--- QUELLDOKUMENT ---
Ein nicht zu überschätzender Nebeneffekt dieser medialen Auseinandersetzung mit Europa ist übrigens, dass Europa endlich „Gesichter“ bekommt. Es wird Verantwortung identifiziert. Kurzum: Wer macht was, warum? Über diese Personifizierung werden auch die institutionellen Strukturen und Zusammenhänge sichtbar und verständlich. Zum europäischen Alltag gehören aber auch die Auseinandersetzungen zwischen Madrid und Brüssel über Fischereiquoten oder die anderen Auseinandersetzungen zwischen Brüssel und nationalen Regierungen bei der Umsetzung europäischer Entscheidungen. Als europäischer Bürger mit Wohnsitz in Belgien interessieren mich die Argumente des spanischen Fischereiverbandes und die Kritik der Spanier genauso wie beispielsweise die Argumente der deutschen Automobilindustrie bei der Ablehnung europäischer Abgasnormen.

[Daten zur Punktlokalisierung]
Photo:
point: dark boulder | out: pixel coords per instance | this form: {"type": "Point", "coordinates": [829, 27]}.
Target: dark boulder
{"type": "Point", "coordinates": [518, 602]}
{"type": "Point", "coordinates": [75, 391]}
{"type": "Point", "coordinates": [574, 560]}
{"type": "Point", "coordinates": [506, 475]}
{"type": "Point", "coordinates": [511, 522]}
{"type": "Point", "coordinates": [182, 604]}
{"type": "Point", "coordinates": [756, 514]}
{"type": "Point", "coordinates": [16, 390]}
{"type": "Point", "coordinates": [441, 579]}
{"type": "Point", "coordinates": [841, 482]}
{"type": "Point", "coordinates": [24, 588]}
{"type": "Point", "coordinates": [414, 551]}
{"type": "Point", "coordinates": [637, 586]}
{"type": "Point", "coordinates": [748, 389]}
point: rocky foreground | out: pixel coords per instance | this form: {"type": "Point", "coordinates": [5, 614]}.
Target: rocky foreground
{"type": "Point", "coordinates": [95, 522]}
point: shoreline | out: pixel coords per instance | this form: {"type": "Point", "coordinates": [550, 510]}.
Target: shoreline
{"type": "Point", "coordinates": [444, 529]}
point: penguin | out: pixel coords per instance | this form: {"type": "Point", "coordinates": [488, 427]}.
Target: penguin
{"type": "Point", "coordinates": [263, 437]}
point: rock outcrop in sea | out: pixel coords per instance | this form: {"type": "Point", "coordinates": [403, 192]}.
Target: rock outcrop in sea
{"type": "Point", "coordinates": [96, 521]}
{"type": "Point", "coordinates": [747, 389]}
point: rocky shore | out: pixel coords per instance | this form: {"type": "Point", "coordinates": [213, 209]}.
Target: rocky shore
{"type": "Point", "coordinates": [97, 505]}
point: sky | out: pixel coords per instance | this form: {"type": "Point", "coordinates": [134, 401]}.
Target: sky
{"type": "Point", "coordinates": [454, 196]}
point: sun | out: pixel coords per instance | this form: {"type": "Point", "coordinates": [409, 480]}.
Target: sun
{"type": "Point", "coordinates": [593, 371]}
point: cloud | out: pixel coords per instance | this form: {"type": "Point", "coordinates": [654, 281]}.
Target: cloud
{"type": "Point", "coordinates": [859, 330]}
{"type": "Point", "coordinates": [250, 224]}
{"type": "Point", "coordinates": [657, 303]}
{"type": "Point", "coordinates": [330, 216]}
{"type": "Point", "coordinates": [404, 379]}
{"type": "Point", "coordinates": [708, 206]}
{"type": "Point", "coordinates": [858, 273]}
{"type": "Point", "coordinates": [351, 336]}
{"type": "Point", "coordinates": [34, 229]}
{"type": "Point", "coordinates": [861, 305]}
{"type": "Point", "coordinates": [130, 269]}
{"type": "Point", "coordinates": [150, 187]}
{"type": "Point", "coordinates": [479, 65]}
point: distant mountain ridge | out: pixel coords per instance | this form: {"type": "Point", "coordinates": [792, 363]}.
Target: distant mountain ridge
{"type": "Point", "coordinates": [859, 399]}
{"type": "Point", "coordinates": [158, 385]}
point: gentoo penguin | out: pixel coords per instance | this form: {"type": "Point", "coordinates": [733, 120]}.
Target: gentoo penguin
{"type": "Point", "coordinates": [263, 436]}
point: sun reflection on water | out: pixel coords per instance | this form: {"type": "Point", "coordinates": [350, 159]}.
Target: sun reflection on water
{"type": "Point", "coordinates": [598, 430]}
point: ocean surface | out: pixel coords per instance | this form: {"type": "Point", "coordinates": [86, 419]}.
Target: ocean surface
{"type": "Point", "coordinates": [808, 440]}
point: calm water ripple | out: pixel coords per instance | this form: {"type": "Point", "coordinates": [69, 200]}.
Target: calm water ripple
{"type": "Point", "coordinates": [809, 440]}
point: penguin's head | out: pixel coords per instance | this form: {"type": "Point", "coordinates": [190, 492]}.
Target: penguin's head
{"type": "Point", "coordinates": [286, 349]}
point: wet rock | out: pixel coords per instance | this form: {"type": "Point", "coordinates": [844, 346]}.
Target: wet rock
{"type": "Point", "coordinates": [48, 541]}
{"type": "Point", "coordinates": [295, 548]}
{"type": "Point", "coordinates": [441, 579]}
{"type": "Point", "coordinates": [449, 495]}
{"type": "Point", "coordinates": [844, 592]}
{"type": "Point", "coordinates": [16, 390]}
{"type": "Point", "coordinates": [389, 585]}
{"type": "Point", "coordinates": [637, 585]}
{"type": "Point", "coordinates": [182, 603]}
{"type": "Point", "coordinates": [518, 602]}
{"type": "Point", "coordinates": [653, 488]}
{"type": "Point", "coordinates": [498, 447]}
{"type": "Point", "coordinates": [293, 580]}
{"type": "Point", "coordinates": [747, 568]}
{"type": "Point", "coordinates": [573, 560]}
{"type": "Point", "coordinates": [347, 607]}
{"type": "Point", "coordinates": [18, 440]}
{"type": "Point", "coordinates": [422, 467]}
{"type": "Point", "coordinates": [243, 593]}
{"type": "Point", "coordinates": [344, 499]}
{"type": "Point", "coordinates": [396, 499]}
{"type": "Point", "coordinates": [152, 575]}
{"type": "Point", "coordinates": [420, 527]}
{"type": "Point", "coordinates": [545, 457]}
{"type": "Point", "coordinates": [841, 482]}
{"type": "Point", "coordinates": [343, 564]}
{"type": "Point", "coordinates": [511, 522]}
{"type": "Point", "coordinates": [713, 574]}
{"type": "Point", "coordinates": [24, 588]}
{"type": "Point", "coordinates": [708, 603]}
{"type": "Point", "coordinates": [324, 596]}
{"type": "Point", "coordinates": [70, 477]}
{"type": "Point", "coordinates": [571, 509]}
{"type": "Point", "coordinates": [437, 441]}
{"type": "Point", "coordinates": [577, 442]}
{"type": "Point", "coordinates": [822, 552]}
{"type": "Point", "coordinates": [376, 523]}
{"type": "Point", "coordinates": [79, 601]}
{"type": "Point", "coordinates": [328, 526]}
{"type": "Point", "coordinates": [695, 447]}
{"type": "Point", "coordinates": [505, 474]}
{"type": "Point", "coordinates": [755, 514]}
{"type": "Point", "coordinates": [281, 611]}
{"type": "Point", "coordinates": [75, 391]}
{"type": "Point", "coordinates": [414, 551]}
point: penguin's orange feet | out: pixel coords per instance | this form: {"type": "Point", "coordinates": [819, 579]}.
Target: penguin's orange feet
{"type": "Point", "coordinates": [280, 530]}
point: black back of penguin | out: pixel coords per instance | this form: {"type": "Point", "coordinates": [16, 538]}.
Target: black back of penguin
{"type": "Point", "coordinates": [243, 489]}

--- AUFGABENBESCHREIBUNG ---
Führe den Text über die mediale Auseinandersetzung mit Europa ab seinem letzten Satz weiter. Die Zeilen spielen hierfür keine Rolle.

--- ERGEBNIS DER AUFGABE ---
Der Katalog solcher Beispiele ließe sich fortführen. Sie machen jedoch bereits deutlich, das Themenspektrum eines europäischen Mediums ist nahezu unbegrenzt. Um Europa wirklich zu verstehen, bedarf es eben dieser „journalistischen Feinarbeit“, wobei stets als oberste Maxime zu gelten hat, jede Information ist in einen Verstehensrahmen einzubetten.

Ich möchte das Augenmerk noch  auf ein Spezifikum der EU lenken, das für ein europäisches Medium in besonderem Maße zu berücksichtigen ist. Im Nationalstaat kreist die Politik um die Pole Markt und Regierung. Im Unterschied dazu operiert die EU- Politik zwischen drei Polen: Wirtschaft, Politik und Zivilgesellschaft. Der EU gilt die Zivilgesellschaft als „dritte Komponente“ ihres Regierungssystems mit einer gesellschaftspolitischen Mittlerfunktion.  Deshalb ist es für ein europäisches Medium unabdingbar, auch Kommunikationsplattform zivilgesellschaftlicher Organisationen und ihrer Anliegen zu sein.

Zu guter Letzt mag der Bogen noch etwas weiter gespannt werden. Es ist bereits im Zusammenhang mit der Rolle des Europäischen Parlamentes zur Sprache gekommen – die Notwendigkeit der öffentlichen Debatte über die Zukunft der EU. Das entsprechende Stichwort in den Expertenrunden hierzu lautet: „Finalität des Integrationsprozesses“.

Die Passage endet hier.